== INPUT ==
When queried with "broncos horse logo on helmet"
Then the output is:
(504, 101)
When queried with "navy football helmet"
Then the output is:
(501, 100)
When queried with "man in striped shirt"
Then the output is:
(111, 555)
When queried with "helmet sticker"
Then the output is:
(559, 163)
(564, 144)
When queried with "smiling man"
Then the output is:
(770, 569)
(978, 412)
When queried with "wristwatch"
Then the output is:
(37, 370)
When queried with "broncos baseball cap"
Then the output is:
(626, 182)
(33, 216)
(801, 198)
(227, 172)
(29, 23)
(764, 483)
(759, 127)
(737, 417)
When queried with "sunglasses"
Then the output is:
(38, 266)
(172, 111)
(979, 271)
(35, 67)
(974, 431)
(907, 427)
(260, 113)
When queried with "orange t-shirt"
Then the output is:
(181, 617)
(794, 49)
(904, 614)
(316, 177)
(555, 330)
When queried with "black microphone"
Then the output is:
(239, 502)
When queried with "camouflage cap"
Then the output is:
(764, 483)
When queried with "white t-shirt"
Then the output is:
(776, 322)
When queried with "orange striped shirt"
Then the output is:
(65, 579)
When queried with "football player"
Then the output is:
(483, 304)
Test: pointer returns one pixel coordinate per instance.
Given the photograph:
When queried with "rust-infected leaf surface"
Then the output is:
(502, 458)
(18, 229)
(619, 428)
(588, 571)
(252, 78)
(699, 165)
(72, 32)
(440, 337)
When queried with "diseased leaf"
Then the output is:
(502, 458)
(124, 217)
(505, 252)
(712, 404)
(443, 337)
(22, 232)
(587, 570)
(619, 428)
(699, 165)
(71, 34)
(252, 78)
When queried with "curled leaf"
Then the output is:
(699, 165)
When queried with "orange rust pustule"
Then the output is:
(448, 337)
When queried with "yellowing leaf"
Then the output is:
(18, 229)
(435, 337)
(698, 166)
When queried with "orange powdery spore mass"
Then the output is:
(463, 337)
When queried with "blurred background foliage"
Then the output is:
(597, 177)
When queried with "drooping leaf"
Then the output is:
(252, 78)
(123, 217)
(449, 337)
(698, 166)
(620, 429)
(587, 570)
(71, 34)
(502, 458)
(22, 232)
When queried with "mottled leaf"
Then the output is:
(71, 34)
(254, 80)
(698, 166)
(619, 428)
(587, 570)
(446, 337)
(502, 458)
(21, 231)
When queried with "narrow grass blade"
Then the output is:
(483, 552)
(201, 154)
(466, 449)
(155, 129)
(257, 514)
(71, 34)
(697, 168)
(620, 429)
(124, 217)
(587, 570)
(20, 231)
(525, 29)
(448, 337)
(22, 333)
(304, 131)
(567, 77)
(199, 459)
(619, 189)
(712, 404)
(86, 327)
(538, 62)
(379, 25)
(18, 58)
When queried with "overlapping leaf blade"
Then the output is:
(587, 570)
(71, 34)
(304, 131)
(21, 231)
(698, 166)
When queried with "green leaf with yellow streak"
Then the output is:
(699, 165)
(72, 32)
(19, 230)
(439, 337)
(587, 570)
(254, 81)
===
== INPUT ==
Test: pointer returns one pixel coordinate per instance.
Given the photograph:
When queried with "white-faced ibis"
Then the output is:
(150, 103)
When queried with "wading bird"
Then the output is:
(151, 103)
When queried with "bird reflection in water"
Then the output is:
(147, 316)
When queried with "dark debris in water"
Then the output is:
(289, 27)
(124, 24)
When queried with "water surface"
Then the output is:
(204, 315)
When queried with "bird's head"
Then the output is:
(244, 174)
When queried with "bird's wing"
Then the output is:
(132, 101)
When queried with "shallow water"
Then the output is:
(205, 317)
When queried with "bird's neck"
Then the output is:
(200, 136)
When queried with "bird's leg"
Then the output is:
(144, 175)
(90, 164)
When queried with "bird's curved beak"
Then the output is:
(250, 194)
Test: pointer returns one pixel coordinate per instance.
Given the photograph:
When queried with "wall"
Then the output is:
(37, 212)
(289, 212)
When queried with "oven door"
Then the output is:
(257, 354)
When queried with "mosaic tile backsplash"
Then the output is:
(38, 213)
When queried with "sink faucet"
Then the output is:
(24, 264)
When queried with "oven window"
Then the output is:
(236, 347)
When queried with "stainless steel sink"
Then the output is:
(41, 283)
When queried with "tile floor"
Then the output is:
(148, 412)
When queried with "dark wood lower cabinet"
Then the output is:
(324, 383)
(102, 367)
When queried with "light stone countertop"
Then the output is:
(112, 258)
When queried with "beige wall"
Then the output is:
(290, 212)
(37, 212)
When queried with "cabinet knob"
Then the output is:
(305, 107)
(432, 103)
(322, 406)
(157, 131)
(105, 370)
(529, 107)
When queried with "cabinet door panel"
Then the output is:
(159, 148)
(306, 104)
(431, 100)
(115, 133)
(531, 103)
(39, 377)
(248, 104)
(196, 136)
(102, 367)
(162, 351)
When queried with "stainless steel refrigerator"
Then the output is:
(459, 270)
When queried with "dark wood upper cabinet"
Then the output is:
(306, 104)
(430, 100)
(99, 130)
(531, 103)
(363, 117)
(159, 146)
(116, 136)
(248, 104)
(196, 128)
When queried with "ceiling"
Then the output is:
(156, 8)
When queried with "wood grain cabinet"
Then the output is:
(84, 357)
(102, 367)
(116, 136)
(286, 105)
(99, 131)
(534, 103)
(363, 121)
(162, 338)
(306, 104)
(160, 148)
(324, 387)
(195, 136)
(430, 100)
===
■ PROBLEM TO SOLVE
How many lines in the entries above contain the string "rust"? Reply with the number alone.

■ RESPONSE TO THIS EXERCISE
2